**Exercise brief**
Extract every line below that contains the word "jacket", copying each one in full. Case counts.

--- Start of Working data ---

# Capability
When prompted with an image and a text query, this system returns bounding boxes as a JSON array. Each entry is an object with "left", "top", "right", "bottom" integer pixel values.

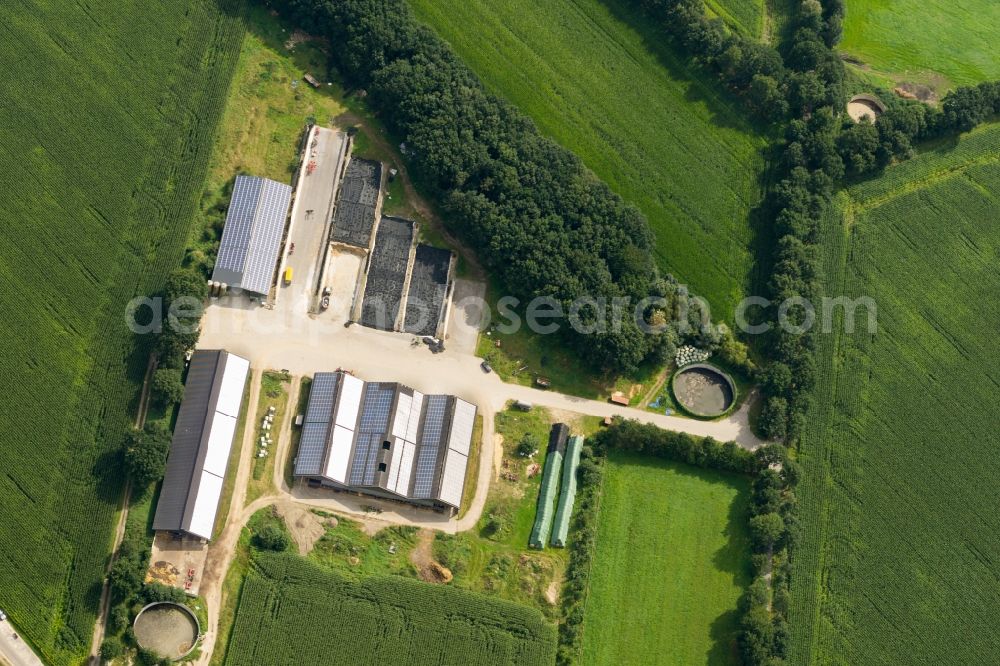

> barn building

[
  {"left": 295, "top": 372, "right": 476, "bottom": 512},
  {"left": 153, "top": 350, "right": 250, "bottom": 540},
  {"left": 212, "top": 176, "right": 292, "bottom": 298}
]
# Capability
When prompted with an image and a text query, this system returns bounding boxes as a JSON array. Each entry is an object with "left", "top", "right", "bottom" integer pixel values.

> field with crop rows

[
  {"left": 225, "top": 554, "right": 556, "bottom": 666},
  {"left": 581, "top": 453, "right": 750, "bottom": 666},
  {"left": 791, "top": 125, "right": 1000, "bottom": 664},
  {"left": 411, "top": 0, "right": 764, "bottom": 319},
  {"left": 838, "top": 0, "right": 1000, "bottom": 86},
  {"left": 0, "top": 0, "right": 243, "bottom": 663}
]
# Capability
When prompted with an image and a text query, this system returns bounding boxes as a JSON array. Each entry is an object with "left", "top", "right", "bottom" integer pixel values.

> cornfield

[
  {"left": 791, "top": 125, "right": 1000, "bottom": 664},
  {"left": 0, "top": 0, "right": 243, "bottom": 663},
  {"left": 225, "top": 553, "right": 556, "bottom": 666}
]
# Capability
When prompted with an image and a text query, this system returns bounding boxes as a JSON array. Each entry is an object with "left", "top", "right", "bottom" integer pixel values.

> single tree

[{"left": 153, "top": 368, "right": 184, "bottom": 407}]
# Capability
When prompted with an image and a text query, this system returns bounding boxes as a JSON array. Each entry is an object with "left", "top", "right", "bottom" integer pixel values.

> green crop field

[
  {"left": 0, "top": 0, "right": 243, "bottom": 664},
  {"left": 705, "top": 0, "right": 764, "bottom": 37},
  {"left": 225, "top": 554, "right": 556, "bottom": 666},
  {"left": 411, "top": 0, "right": 764, "bottom": 319},
  {"left": 791, "top": 125, "right": 1000, "bottom": 664},
  {"left": 839, "top": 0, "right": 1000, "bottom": 88},
  {"left": 582, "top": 453, "right": 750, "bottom": 665}
]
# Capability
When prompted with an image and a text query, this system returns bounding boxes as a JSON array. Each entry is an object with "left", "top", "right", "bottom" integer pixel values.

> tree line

[
  {"left": 275, "top": 0, "right": 745, "bottom": 371},
  {"left": 635, "top": 0, "right": 1000, "bottom": 441},
  {"left": 580, "top": 419, "right": 800, "bottom": 666}
]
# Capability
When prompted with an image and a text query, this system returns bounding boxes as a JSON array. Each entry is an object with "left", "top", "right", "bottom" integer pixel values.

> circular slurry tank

[
  {"left": 133, "top": 601, "right": 201, "bottom": 660},
  {"left": 847, "top": 95, "right": 886, "bottom": 123},
  {"left": 671, "top": 363, "right": 736, "bottom": 418}
]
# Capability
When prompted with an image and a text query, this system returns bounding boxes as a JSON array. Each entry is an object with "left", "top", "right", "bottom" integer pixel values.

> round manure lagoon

[
  {"left": 134, "top": 601, "right": 201, "bottom": 659},
  {"left": 672, "top": 363, "right": 736, "bottom": 417}
]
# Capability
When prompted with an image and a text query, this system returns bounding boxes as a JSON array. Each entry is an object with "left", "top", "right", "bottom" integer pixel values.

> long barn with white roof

[
  {"left": 295, "top": 371, "right": 476, "bottom": 511},
  {"left": 153, "top": 350, "right": 250, "bottom": 540}
]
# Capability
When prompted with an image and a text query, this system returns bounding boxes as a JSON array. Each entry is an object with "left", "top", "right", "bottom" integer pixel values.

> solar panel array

[
  {"left": 295, "top": 372, "right": 340, "bottom": 475},
  {"left": 213, "top": 176, "right": 264, "bottom": 281},
  {"left": 212, "top": 176, "right": 292, "bottom": 294},
  {"left": 305, "top": 372, "right": 340, "bottom": 423},
  {"left": 348, "top": 383, "right": 396, "bottom": 485},
  {"left": 241, "top": 180, "right": 292, "bottom": 294},
  {"left": 295, "top": 372, "right": 475, "bottom": 505},
  {"left": 295, "top": 423, "right": 327, "bottom": 475},
  {"left": 413, "top": 395, "right": 448, "bottom": 499}
]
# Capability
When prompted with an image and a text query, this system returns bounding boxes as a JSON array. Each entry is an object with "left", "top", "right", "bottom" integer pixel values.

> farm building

[
  {"left": 528, "top": 423, "right": 569, "bottom": 549},
  {"left": 153, "top": 350, "right": 250, "bottom": 539},
  {"left": 212, "top": 176, "right": 292, "bottom": 297},
  {"left": 295, "top": 371, "right": 476, "bottom": 511}
]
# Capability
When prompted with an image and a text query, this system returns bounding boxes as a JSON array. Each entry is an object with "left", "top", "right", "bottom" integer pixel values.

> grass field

[
  {"left": 0, "top": 0, "right": 243, "bottom": 663},
  {"left": 225, "top": 554, "right": 556, "bottom": 666},
  {"left": 791, "top": 125, "right": 1000, "bottom": 664},
  {"left": 581, "top": 453, "right": 750, "bottom": 665},
  {"left": 839, "top": 0, "right": 1000, "bottom": 88},
  {"left": 411, "top": 0, "right": 764, "bottom": 319},
  {"left": 705, "top": 0, "right": 765, "bottom": 37}
]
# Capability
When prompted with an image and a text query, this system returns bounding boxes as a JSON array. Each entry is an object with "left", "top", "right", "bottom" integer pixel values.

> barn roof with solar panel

[
  {"left": 212, "top": 176, "right": 292, "bottom": 296},
  {"left": 295, "top": 371, "right": 476, "bottom": 510}
]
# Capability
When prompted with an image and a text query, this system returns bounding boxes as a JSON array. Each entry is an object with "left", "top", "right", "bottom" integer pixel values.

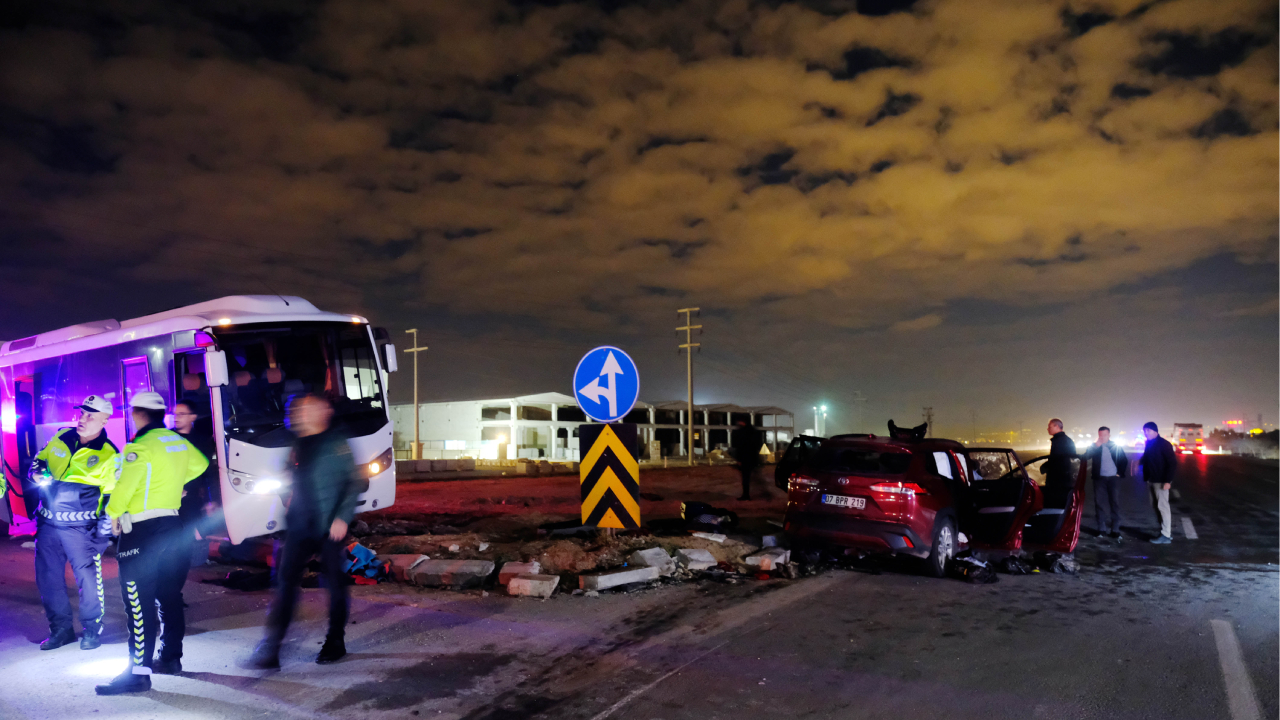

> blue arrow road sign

[{"left": 573, "top": 345, "right": 640, "bottom": 423}]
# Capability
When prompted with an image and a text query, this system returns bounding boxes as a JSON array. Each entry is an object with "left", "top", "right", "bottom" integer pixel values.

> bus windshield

[{"left": 215, "top": 323, "right": 388, "bottom": 447}]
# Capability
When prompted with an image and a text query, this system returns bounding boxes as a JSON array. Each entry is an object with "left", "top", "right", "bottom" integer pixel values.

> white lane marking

[
  {"left": 1183, "top": 516, "right": 1199, "bottom": 539},
  {"left": 591, "top": 575, "right": 847, "bottom": 720},
  {"left": 591, "top": 638, "right": 733, "bottom": 720},
  {"left": 1210, "top": 620, "right": 1262, "bottom": 720}
]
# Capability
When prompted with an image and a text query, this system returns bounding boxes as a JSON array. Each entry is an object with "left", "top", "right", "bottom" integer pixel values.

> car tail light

[
  {"left": 872, "top": 483, "right": 929, "bottom": 497},
  {"left": 787, "top": 475, "right": 818, "bottom": 491}
]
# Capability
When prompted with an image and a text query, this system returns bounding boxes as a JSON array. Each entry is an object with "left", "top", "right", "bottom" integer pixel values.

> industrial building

[{"left": 390, "top": 392, "right": 795, "bottom": 460}]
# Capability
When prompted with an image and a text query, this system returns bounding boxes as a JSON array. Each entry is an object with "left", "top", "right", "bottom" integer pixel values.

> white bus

[{"left": 0, "top": 295, "right": 396, "bottom": 543}]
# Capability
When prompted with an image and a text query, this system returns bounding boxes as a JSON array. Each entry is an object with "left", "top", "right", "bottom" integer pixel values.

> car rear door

[
  {"left": 961, "top": 450, "right": 1043, "bottom": 551},
  {"left": 1027, "top": 459, "right": 1089, "bottom": 553},
  {"left": 773, "top": 436, "right": 823, "bottom": 489},
  {"left": 1023, "top": 455, "right": 1089, "bottom": 552}
]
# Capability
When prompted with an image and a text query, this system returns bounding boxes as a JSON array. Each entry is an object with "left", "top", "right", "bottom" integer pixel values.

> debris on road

[
  {"left": 676, "top": 547, "right": 718, "bottom": 571},
  {"left": 410, "top": 560, "right": 494, "bottom": 588},
  {"left": 379, "top": 553, "right": 430, "bottom": 583},
  {"left": 498, "top": 560, "right": 543, "bottom": 585},
  {"left": 947, "top": 556, "right": 1000, "bottom": 585},
  {"left": 680, "top": 502, "right": 737, "bottom": 532},
  {"left": 742, "top": 547, "right": 791, "bottom": 573},
  {"left": 204, "top": 568, "right": 271, "bottom": 592},
  {"left": 1033, "top": 552, "right": 1080, "bottom": 575},
  {"left": 630, "top": 547, "right": 676, "bottom": 577},
  {"left": 342, "top": 542, "right": 390, "bottom": 585},
  {"left": 507, "top": 574, "right": 559, "bottom": 598},
  {"left": 577, "top": 565, "right": 662, "bottom": 592},
  {"left": 996, "top": 555, "right": 1039, "bottom": 575}
]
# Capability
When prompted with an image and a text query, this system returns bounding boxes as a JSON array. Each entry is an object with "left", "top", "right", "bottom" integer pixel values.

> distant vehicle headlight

[{"left": 365, "top": 447, "right": 396, "bottom": 478}]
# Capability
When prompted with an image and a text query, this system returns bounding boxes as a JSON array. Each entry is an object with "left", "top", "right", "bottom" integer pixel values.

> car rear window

[{"left": 809, "top": 445, "right": 911, "bottom": 475}]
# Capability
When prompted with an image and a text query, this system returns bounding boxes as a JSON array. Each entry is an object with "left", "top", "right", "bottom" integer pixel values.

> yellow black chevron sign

[{"left": 577, "top": 423, "right": 640, "bottom": 529}]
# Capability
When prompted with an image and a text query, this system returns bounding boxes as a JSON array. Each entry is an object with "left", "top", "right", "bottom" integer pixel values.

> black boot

[
  {"left": 248, "top": 641, "right": 280, "bottom": 670},
  {"left": 316, "top": 635, "right": 347, "bottom": 665},
  {"left": 40, "top": 629, "right": 76, "bottom": 650},
  {"left": 81, "top": 628, "right": 102, "bottom": 650},
  {"left": 93, "top": 667, "right": 151, "bottom": 694},
  {"left": 151, "top": 657, "right": 182, "bottom": 675}
]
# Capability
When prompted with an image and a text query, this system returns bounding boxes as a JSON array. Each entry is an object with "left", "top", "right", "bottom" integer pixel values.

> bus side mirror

[{"left": 205, "top": 350, "right": 230, "bottom": 387}]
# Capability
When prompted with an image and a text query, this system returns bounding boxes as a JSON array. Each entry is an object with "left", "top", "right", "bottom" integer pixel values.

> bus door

[
  {"left": 120, "top": 355, "right": 152, "bottom": 438},
  {"left": 0, "top": 375, "right": 40, "bottom": 534}
]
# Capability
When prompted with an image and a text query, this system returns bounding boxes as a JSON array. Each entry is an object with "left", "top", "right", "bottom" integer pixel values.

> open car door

[
  {"left": 773, "top": 436, "right": 823, "bottom": 489},
  {"left": 1023, "top": 455, "right": 1089, "bottom": 552},
  {"left": 960, "top": 448, "right": 1044, "bottom": 552}
]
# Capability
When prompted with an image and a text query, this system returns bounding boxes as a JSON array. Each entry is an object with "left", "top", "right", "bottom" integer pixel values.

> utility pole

[
  {"left": 676, "top": 307, "right": 703, "bottom": 468},
  {"left": 404, "top": 328, "right": 426, "bottom": 460}
]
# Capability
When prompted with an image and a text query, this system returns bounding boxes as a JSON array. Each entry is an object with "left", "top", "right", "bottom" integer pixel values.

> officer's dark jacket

[
  {"left": 284, "top": 428, "right": 369, "bottom": 537},
  {"left": 36, "top": 428, "right": 116, "bottom": 527}
]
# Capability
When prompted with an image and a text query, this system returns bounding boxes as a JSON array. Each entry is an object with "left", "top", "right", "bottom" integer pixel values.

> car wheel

[{"left": 925, "top": 518, "right": 956, "bottom": 578}]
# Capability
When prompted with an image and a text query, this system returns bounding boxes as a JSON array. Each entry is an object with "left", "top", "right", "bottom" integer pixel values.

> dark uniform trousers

[
  {"left": 36, "top": 515, "right": 110, "bottom": 633},
  {"left": 266, "top": 530, "right": 349, "bottom": 646},
  {"left": 156, "top": 520, "right": 196, "bottom": 660},
  {"left": 115, "top": 515, "right": 189, "bottom": 667}
]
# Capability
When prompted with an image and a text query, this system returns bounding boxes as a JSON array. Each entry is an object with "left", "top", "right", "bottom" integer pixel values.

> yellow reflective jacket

[
  {"left": 106, "top": 425, "right": 209, "bottom": 518},
  {"left": 36, "top": 428, "right": 116, "bottom": 525}
]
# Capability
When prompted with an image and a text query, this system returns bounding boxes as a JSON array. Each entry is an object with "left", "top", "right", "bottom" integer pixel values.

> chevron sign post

[{"left": 577, "top": 423, "right": 640, "bottom": 529}]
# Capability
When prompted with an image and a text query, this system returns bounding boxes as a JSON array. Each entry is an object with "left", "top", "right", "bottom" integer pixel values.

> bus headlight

[
  {"left": 228, "top": 470, "right": 284, "bottom": 495},
  {"left": 365, "top": 447, "right": 396, "bottom": 478}
]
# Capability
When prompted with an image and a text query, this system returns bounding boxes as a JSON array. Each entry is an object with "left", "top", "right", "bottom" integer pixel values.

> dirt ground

[{"left": 352, "top": 466, "right": 786, "bottom": 574}]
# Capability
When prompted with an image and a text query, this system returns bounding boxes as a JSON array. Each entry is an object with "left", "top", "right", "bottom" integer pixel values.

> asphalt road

[{"left": 0, "top": 456, "right": 1280, "bottom": 720}]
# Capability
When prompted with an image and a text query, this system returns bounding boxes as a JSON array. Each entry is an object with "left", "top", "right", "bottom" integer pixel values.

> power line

[{"left": 676, "top": 307, "right": 703, "bottom": 466}]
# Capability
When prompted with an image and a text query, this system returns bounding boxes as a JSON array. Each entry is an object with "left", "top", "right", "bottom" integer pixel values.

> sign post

[{"left": 573, "top": 346, "right": 640, "bottom": 529}]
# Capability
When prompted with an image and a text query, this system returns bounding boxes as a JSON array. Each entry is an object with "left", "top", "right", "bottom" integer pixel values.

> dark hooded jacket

[
  {"left": 1140, "top": 436, "right": 1178, "bottom": 484},
  {"left": 1043, "top": 432, "right": 1076, "bottom": 507},
  {"left": 284, "top": 428, "right": 369, "bottom": 537}
]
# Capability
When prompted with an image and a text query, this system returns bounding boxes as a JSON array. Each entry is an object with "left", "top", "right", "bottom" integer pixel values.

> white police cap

[
  {"left": 76, "top": 395, "right": 111, "bottom": 415},
  {"left": 129, "top": 392, "right": 166, "bottom": 410}
]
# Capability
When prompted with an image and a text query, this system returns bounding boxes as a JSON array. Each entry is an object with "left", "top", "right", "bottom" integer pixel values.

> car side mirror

[{"left": 205, "top": 350, "right": 230, "bottom": 387}]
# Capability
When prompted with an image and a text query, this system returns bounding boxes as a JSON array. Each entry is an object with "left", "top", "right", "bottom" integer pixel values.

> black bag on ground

[
  {"left": 1036, "top": 552, "right": 1080, "bottom": 575},
  {"left": 680, "top": 502, "right": 737, "bottom": 533},
  {"left": 996, "top": 555, "right": 1037, "bottom": 575},
  {"left": 947, "top": 557, "right": 1000, "bottom": 585}
]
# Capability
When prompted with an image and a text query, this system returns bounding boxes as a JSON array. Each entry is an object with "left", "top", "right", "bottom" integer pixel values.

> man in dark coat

[
  {"left": 1084, "top": 425, "right": 1129, "bottom": 541},
  {"left": 1142, "top": 423, "right": 1178, "bottom": 544},
  {"left": 732, "top": 420, "right": 764, "bottom": 500},
  {"left": 250, "top": 395, "right": 366, "bottom": 669},
  {"left": 1043, "top": 418, "right": 1076, "bottom": 507}
]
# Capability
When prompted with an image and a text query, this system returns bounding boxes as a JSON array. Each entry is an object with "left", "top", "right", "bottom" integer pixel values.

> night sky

[{"left": 0, "top": 0, "right": 1280, "bottom": 437}]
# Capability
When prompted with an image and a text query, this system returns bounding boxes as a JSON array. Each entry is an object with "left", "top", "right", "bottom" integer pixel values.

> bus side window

[{"left": 120, "top": 356, "right": 151, "bottom": 438}]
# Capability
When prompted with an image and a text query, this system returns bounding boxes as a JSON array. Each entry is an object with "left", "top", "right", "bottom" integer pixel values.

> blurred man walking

[
  {"left": 250, "top": 395, "right": 366, "bottom": 670},
  {"left": 1084, "top": 425, "right": 1129, "bottom": 541},
  {"left": 1140, "top": 423, "right": 1178, "bottom": 544},
  {"left": 1043, "top": 418, "right": 1076, "bottom": 507}
]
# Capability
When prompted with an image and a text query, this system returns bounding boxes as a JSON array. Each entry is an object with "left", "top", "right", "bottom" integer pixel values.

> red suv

[{"left": 780, "top": 434, "right": 1085, "bottom": 577}]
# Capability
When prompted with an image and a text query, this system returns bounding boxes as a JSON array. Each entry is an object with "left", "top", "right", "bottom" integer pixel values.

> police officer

[
  {"left": 96, "top": 392, "right": 209, "bottom": 694},
  {"left": 31, "top": 395, "right": 116, "bottom": 650}
]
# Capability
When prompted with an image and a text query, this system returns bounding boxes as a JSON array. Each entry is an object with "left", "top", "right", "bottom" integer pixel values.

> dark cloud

[{"left": 0, "top": 0, "right": 1280, "bottom": 430}]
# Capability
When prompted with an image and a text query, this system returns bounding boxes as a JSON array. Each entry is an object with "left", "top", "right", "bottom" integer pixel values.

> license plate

[{"left": 822, "top": 495, "right": 867, "bottom": 510}]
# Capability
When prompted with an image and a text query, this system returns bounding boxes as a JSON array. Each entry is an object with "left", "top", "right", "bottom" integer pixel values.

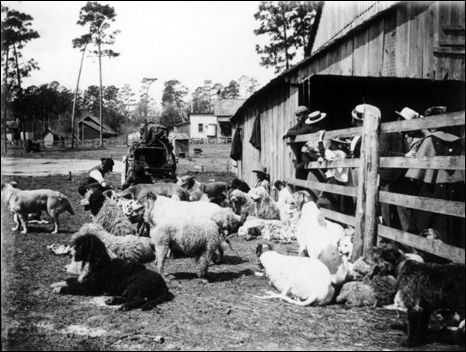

--- End of Working data ---

**Written answer**
> officer's dark jacket
> yellow reflective jacket
> dark hooded jacket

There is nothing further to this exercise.